◆ Task
Starting at the line below holding "of the overcast" and stopping at the line holding "Target: porch roof", print every line exactly, both ends included, and leave the rest out.

>>>>

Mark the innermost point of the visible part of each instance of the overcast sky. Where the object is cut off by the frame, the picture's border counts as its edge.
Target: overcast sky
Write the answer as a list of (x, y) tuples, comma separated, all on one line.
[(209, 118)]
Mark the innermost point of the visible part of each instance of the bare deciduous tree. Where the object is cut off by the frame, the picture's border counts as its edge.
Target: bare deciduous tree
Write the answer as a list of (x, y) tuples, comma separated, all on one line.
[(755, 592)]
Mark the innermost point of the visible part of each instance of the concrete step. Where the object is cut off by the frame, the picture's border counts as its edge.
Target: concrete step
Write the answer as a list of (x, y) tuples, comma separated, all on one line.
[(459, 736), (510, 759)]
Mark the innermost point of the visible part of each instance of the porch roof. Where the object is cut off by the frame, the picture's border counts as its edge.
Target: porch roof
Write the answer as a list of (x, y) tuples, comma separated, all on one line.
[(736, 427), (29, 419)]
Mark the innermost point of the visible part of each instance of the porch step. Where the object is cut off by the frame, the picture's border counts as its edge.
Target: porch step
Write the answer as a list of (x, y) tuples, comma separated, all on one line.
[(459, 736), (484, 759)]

<<<<
>>>>

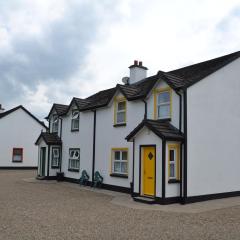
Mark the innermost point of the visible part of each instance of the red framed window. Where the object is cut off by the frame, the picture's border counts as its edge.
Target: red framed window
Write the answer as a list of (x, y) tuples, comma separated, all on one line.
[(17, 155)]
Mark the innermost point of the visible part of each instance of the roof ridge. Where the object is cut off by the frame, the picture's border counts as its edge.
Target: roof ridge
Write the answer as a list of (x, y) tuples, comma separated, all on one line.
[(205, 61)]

<<<<
>>>>

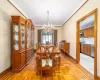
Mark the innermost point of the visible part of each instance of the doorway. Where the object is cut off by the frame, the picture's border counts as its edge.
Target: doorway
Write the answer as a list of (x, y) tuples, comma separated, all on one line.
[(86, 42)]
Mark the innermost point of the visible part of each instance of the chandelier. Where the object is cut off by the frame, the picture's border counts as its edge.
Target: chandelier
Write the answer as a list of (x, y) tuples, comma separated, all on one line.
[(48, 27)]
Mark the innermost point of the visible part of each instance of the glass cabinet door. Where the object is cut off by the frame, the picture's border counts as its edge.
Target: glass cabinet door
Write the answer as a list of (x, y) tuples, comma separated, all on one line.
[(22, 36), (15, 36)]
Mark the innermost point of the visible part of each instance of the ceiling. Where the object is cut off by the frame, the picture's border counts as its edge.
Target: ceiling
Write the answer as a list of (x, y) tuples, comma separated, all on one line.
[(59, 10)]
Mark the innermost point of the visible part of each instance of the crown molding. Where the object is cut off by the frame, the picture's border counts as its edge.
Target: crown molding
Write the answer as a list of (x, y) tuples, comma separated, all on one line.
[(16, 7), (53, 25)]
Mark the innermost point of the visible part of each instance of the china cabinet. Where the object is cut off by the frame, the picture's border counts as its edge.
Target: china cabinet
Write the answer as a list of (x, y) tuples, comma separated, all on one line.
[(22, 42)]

<<<<

◆ Answer section
Mark the innermost point of the visible part of each instance of the overcast sky. Where the object is cut off by the frame, the picture's border counts as its edge.
Target: overcast sky
Write the answer as a list of (x, y) tuples, comma separated, all on one line.
[(209, 118)]
Mark the innermost point of the visible part of each instance of the bare deciduous tree. Where the object is cut off by the frame, the picture's border counts as its edge.
Target: bare deciduous tree
Write the answer as a list of (x, y) tuples, comma separated, all on one line.
[(755, 592)]
Mark the innermost point of the visible part of each instance of the concrete step. Where the object is cut off by the frame, the picture's border counts as its edge.
Target: concrete step
Write the answer as a list of (x, y) tuples, comma separated, all on one line.
[(459, 736), (510, 759)]
Mark the innermost point of the visible part of each instance of the porch roof. Where the object is cut off by the frame, the picture's border counts as its edge.
Target: porch roof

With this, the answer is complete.